YOUR ASSIGNMENT
Return the lines below exactly as they appear, please, starting with the first and ending with the one that contains "The layout is".

MATERIAL FOR THIS EXERCISE
BEGIN

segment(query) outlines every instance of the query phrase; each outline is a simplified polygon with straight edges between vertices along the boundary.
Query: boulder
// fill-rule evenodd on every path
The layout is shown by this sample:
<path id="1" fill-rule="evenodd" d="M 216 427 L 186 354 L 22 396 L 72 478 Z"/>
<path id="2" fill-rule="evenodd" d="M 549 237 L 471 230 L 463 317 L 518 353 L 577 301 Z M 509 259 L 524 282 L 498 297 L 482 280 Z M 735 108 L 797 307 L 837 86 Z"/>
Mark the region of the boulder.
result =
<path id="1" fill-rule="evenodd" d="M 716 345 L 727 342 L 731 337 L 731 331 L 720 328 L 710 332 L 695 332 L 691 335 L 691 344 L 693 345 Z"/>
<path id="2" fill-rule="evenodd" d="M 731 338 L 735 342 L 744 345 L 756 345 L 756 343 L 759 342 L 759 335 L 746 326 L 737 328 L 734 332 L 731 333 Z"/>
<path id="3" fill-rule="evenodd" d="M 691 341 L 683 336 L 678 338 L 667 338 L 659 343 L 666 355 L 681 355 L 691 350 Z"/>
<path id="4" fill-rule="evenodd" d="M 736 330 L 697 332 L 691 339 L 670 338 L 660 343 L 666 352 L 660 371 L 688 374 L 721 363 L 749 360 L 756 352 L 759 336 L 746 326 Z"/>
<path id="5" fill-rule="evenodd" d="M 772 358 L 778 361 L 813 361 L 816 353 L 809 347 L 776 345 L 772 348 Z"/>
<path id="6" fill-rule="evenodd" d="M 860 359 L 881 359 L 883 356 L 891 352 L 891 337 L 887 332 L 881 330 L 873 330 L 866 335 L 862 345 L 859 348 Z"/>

END

OUTPUT OF THE TASK
segment(query) outlines every instance of the query phrase; each outline is a simplified polygon with straight edges between vertices along the boundary.
Query: boulder
// fill-rule evenodd on every path
The layout is shown by this sample:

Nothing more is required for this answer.